• [Exercise] Below are some records. Set each one down exactly as it reads.

Saved entries:
*** Block opens ***

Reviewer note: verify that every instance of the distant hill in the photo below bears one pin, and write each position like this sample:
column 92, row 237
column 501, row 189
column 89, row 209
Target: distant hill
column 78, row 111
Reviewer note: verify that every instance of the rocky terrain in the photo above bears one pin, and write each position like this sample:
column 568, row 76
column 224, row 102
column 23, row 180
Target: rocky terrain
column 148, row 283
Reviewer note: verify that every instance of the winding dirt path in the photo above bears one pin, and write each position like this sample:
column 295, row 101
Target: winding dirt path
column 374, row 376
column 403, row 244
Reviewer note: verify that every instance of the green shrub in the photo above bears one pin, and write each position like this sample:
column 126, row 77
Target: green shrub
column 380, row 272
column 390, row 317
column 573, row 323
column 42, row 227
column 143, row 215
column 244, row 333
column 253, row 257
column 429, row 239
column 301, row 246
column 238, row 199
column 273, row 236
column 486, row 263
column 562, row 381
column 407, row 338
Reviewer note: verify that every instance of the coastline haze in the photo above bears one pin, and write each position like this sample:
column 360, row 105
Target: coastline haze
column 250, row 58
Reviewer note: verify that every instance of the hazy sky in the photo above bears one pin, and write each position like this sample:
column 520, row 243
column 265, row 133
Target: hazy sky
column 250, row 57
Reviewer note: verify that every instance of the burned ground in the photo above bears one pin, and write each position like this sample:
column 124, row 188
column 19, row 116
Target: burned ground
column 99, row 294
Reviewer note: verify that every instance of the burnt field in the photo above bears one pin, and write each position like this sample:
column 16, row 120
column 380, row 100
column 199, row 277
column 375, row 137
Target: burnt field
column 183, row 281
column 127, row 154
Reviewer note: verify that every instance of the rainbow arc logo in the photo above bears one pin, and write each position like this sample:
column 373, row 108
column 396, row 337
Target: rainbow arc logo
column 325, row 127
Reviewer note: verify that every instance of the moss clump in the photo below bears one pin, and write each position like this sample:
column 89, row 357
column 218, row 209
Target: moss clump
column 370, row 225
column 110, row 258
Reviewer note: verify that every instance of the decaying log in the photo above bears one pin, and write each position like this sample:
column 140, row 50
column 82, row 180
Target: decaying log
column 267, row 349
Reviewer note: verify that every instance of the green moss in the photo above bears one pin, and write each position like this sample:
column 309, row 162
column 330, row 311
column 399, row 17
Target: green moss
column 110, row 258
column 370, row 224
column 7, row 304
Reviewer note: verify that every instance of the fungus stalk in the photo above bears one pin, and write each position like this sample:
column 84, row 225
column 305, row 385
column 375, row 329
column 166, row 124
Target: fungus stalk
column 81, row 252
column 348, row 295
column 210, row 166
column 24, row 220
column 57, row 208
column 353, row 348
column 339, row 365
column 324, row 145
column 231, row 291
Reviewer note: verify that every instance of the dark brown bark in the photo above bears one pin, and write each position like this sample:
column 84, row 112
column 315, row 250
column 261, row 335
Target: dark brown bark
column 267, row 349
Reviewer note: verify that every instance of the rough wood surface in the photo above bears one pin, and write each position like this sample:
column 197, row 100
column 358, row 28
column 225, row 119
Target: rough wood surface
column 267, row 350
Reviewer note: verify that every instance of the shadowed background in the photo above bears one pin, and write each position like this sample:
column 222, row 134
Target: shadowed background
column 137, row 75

*** Block closes ***

• [Your solution]
Reviewer note: verify that every instance of the distant hill in the photo below bears one pin, and write each position like this sample:
column 92, row 237
column 501, row 189
column 89, row 209
Target: distant hill
column 78, row 111
Reviewer note: verify that every instance of the rocky terrain in the photo above bears one pin, and write each position like this sample:
column 568, row 76
column 224, row 102
column 23, row 180
Target: rocky terrain
column 148, row 283
Reviewer note: verify that every instance of the winding dirt path in the photo above bears one pin, and write each position like this sample:
column 295, row 101
Target: winding dirt path
column 374, row 376
column 403, row 244
Reviewer note: verify that every instance of the green shrub in the photo above bears one pin, and write each position like this sample:
column 126, row 77
Target: green shrub
column 380, row 272
column 390, row 317
column 573, row 323
column 42, row 227
column 143, row 215
column 244, row 333
column 253, row 257
column 429, row 239
column 301, row 246
column 238, row 199
column 273, row 236
column 486, row 263
column 562, row 381
column 407, row 338
Reviewer note: verify that every instance of the coastline haze in the photo above bears one pin, and write each position like this sample:
column 360, row 105
Target: coastline haze
column 250, row 58
Reviewer note: verify that every instance of the hazy sky in the photo above bears one pin, and write each position like this sample:
column 520, row 243
column 265, row 133
Target: hazy sky
column 250, row 57
Reviewer note: verify that every instance of the burned ground in the photo above bears one pin, and write each position like this sample:
column 124, row 188
column 19, row 116
Target: burned ground
column 99, row 294
Reviewer note: verify that every instance of the burnt field in the photo above bears one pin, and write each position like this sample:
column 16, row 120
column 380, row 100
column 199, row 277
column 375, row 137
Target: burnt field
column 183, row 281
column 127, row 154
Reviewer note: verify that every instance of the rainbow arc logo in the photo above bears one pin, and write each position like this sample:
column 373, row 108
column 396, row 337
Target: rainbow arc logo
column 325, row 127
Reviewer note: verify that every instance of the moss clump in the photo below bears one pin, and write each position like this sample:
column 89, row 357
column 218, row 209
Target: moss clump
column 370, row 225
column 110, row 258
Reviewer note: verify that every instance of the decaying log in the photo above bears one pin, and write each position like this sample:
column 140, row 50
column 82, row 180
Target: decaying log
column 267, row 349
Reviewer note: verify that every instance of the green moss in the photo above bears one pin, and write each position like this sample:
column 309, row 162
column 330, row 311
column 399, row 17
Target: green moss
column 110, row 258
column 370, row 224
column 7, row 304
Reviewer note: verify that every instance of the fungus stalk in the photo above bears one pin, and write each position like this sample:
column 84, row 225
column 305, row 385
column 375, row 329
column 166, row 124
Target: fungus stalk
column 81, row 252
column 348, row 295
column 210, row 166
column 24, row 220
column 57, row 208
column 353, row 348
column 339, row 365
column 324, row 145
column 231, row 291
Reviewer note: verify that every instance of the dark brown bark in the photo above bears one pin, and write each position like this sample:
column 84, row 112
column 315, row 250
column 261, row 335
Target: dark brown bark
column 267, row 349
Reviewer note: verify that every instance of the rough wood surface in the photo above bears one pin, and write each position like this sample:
column 197, row 100
column 358, row 28
column 225, row 119
Target: rough wood surface
column 267, row 350
Reviewer note: verify that every instance of the shadowed background in the photo above bears one pin, and write each position like this sample:
column 222, row 134
Target: shadowed background
column 137, row 75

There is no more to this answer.